[Given data — start]

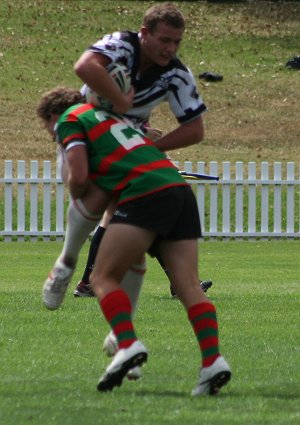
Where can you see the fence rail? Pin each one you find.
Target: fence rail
(249, 200)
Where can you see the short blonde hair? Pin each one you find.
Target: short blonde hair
(56, 101)
(163, 12)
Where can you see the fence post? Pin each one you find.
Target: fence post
(252, 197)
(201, 196)
(277, 198)
(290, 202)
(47, 199)
(33, 198)
(264, 198)
(213, 204)
(8, 212)
(239, 202)
(226, 198)
(21, 199)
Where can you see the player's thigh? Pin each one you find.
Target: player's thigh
(122, 245)
(181, 259)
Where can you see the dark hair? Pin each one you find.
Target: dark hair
(166, 13)
(56, 101)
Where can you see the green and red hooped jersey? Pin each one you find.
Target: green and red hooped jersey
(121, 159)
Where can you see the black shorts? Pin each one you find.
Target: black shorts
(171, 213)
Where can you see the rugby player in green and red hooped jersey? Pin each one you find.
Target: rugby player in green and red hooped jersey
(155, 209)
(157, 75)
(121, 159)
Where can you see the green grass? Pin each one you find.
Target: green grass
(51, 361)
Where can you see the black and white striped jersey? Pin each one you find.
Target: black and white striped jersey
(173, 83)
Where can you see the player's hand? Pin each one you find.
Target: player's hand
(126, 102)
(152, 133)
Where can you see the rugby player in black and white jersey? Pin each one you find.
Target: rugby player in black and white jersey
(157, 76)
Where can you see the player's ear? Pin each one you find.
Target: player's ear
(144, 31)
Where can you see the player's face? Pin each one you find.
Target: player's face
(161, 45)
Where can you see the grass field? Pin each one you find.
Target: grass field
(253, 113)
(51, 361)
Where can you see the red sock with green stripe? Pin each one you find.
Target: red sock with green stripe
(116, 308)
(203, 318)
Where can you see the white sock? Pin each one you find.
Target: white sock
(132, 283)
(80, 223)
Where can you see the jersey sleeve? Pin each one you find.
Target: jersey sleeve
(115, 46)
(70, 131)
(184, 99)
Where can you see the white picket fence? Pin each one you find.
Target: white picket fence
(249, 200)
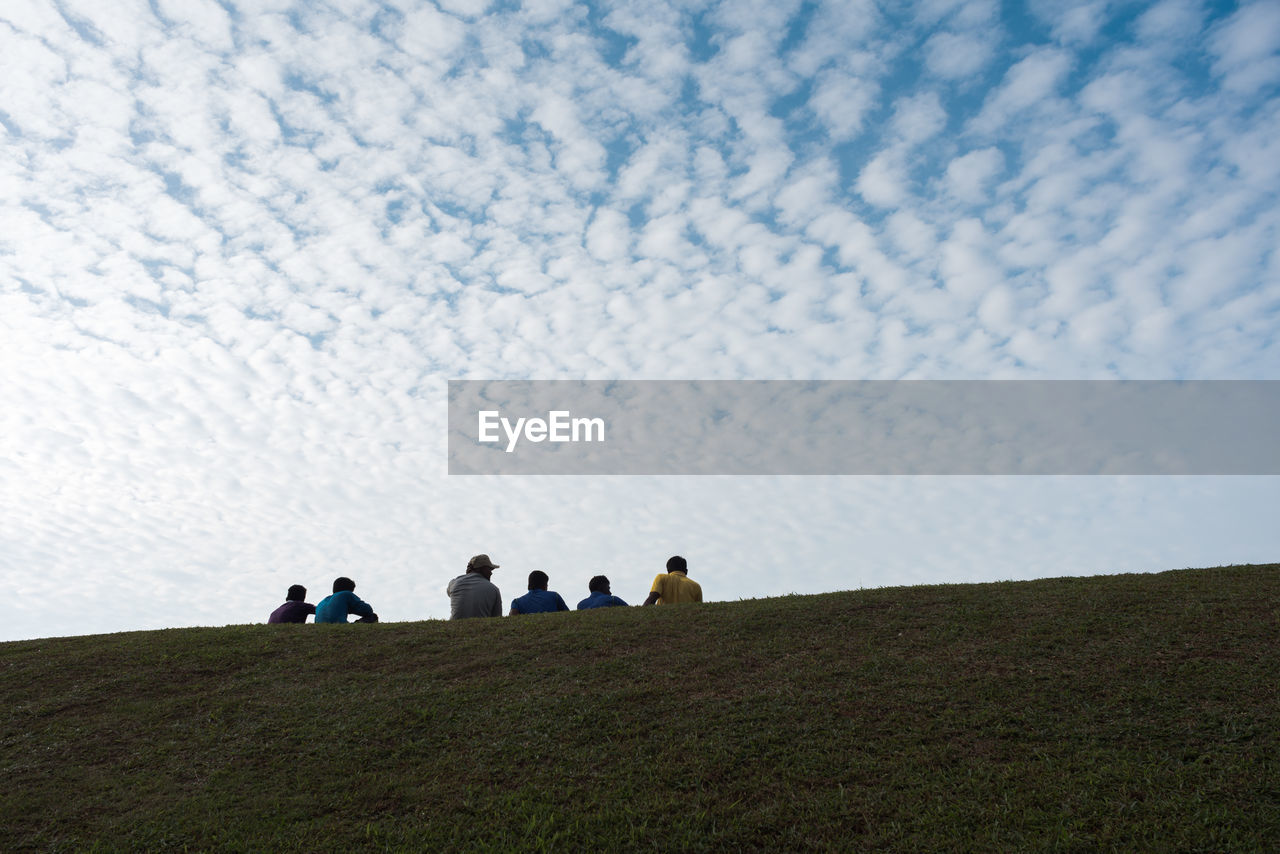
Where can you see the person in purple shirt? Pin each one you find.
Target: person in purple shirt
(295, 608)
(539, 598)
(342, 603)
(600, 596)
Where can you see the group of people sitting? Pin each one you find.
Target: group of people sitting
(474, 594)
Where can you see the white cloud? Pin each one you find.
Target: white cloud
(237, 265)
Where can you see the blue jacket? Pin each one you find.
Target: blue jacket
(538, 602)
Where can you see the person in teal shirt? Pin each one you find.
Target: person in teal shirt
(600, 596)
(342, 603)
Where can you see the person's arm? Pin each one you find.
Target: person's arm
(656, 589)
(359, 606)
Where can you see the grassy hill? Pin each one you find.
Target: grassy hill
(1134, 712)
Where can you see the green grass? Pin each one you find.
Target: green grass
(1132, 712)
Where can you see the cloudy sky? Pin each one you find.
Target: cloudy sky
(243, 246)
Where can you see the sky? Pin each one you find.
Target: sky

[Given data — finish]

Problem to solve → Look above for the line holding "Target: rugby player in green". Print it and every line after it, exactly, through the line holding "Where can you see the black and".

Output of the task →
Target: rugby player in green and red hooped jersey
(155, 209)
(157, 75)
(121, 159)
Where can you see the green grass? Pin each one you find.
Target: green grass
(51, 361)
Where can you see the black and white striped jersey? Pin each one you find.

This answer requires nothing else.